Under this line are the records; write out word for word the part that begins at the line containing "Where can the rotting" and ends at the line containing "Where can the fallen", and no more.

Records for the task section start

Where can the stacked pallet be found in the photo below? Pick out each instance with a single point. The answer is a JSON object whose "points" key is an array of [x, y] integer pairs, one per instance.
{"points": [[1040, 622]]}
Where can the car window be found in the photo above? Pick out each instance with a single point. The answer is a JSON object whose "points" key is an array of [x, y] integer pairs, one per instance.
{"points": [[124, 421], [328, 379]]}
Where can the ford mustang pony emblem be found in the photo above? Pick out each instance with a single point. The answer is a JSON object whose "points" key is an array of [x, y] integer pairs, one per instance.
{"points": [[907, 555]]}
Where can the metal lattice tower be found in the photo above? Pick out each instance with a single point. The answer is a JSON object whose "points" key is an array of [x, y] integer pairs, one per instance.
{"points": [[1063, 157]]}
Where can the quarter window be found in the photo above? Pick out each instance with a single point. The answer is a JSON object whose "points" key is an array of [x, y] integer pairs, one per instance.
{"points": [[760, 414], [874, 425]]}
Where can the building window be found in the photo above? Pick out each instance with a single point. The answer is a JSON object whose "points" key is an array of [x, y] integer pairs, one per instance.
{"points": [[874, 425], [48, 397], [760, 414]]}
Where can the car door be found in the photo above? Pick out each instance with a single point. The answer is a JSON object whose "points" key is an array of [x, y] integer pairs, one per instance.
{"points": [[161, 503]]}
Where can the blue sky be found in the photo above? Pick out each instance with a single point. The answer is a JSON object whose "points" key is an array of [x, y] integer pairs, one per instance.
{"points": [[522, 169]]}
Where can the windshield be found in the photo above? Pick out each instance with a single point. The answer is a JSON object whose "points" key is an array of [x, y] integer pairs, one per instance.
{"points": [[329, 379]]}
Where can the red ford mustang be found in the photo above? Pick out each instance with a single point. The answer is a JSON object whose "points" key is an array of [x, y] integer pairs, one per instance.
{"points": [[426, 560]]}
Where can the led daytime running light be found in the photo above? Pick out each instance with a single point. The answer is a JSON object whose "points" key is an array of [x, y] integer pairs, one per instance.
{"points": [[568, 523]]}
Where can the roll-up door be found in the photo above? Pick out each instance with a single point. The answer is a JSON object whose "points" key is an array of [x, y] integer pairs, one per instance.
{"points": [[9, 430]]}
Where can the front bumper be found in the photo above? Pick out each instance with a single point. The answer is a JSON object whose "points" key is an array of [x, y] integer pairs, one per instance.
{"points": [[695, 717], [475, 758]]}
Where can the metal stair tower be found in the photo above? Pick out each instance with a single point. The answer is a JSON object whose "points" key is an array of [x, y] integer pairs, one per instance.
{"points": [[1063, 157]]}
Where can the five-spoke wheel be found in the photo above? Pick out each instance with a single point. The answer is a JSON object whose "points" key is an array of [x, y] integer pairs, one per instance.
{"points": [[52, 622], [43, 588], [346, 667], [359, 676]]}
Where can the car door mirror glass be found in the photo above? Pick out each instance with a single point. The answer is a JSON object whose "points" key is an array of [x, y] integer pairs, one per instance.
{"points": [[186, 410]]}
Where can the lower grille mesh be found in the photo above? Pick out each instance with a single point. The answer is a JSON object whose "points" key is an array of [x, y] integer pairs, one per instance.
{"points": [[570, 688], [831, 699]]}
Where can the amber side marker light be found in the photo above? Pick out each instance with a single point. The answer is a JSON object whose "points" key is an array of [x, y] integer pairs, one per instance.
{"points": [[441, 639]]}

Records for the task section end
Records for the task section start

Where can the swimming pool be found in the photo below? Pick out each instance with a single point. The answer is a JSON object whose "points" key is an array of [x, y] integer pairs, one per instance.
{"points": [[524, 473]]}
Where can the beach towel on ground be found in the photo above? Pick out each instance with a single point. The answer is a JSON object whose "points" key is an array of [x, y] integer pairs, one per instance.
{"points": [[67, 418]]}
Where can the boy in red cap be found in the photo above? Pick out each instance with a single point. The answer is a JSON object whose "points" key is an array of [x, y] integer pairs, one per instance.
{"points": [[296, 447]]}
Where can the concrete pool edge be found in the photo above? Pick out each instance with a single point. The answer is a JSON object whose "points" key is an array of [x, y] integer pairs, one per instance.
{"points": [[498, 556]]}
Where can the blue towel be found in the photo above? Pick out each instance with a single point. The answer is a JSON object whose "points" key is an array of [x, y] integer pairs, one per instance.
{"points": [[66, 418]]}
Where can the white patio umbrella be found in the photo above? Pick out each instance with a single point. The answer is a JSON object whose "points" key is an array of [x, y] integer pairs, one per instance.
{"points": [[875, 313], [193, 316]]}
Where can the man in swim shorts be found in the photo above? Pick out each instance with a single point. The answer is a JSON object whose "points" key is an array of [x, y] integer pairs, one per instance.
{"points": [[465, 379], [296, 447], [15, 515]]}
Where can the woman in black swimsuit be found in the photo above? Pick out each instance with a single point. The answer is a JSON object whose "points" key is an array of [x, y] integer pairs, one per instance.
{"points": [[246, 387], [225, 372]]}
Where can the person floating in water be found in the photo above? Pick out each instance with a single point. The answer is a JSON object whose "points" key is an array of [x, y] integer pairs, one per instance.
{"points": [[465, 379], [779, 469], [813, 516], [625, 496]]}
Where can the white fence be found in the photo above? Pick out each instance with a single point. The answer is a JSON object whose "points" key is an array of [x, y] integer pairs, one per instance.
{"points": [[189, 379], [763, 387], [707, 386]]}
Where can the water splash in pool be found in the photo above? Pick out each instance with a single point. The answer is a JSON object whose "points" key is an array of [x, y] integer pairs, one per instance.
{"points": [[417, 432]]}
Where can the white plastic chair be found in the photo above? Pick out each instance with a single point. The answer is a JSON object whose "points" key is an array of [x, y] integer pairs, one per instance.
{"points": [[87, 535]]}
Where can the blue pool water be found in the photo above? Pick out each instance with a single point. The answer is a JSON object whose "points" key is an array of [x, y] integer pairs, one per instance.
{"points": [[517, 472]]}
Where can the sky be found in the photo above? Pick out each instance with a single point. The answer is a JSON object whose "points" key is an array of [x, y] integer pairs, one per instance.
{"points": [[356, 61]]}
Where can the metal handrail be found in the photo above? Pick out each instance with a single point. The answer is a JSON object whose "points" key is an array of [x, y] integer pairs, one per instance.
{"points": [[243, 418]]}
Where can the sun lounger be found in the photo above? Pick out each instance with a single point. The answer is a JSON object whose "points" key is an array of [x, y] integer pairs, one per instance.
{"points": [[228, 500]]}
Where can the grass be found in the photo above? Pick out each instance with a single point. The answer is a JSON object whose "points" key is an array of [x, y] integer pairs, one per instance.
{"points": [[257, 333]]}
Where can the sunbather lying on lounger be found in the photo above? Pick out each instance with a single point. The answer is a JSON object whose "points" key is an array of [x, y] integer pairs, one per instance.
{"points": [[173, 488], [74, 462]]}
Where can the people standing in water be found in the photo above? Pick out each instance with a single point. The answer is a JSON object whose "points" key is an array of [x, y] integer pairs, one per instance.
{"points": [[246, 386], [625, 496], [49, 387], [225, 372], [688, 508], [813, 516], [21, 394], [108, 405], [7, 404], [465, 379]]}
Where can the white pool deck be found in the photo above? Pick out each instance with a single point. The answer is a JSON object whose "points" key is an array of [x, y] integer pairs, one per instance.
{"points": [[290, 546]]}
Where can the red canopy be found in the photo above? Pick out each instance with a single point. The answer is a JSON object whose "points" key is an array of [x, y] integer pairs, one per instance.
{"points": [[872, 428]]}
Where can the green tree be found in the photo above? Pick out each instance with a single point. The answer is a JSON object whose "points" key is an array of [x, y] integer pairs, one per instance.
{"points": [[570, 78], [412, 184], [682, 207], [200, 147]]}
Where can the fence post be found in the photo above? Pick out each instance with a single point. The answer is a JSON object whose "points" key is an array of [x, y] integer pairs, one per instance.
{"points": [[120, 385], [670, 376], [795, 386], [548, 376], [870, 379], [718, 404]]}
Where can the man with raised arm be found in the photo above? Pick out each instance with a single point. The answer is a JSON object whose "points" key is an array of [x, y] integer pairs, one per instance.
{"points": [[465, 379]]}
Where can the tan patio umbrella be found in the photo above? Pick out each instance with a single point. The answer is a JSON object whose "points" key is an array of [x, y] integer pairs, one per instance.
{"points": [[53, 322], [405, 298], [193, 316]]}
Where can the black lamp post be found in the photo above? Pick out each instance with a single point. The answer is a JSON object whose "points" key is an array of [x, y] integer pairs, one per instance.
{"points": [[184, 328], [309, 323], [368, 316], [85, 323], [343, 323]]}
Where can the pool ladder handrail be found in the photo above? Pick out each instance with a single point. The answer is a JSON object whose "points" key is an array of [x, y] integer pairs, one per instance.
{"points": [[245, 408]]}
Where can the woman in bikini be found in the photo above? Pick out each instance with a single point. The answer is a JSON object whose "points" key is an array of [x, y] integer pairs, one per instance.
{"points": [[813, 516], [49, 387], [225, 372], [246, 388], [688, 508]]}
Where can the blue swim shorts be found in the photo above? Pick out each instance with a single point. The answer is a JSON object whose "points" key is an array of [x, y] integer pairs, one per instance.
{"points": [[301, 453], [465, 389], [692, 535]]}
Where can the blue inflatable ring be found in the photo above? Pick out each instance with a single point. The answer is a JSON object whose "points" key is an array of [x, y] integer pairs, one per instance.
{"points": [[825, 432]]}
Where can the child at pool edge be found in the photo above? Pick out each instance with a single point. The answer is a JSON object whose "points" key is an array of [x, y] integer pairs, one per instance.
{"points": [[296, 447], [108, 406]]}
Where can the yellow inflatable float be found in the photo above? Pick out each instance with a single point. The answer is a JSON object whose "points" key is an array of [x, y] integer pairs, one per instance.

Records for the task section end
Records for the task section start

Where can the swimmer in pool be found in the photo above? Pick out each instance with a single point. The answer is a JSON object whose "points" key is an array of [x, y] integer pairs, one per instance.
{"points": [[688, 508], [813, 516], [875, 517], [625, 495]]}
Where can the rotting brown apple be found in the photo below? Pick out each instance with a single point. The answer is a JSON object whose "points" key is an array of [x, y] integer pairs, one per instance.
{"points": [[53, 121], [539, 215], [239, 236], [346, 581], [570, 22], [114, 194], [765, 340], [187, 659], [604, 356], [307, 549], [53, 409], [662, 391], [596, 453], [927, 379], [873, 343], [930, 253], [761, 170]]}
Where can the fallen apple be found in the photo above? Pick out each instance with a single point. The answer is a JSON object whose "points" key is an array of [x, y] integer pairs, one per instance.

Records for the task section end

» **Answer for the task**
Where can the rotting brown apple be found in the photo below? Pick out each instance with a single point. The answer is a JSON object whose "points" key is an array of [x, y] integer pairs, one per instance.
{"points": [[53, 121], [539, 215], [239, 236], [346, 581], [570, 22], [114, 194], [765, 340], [187, 659], [604, 356], [307, 549], [53, 409], [662, 391], [596, 453], [927, 379], [873, 343], [930, 253], [761, 170]]}
Where can the fallen apple be found in the photo above? Pick out each instance with a single point. The answer is a JSON object whose "points" key is an array of [x, y] integer pairs, one per instance.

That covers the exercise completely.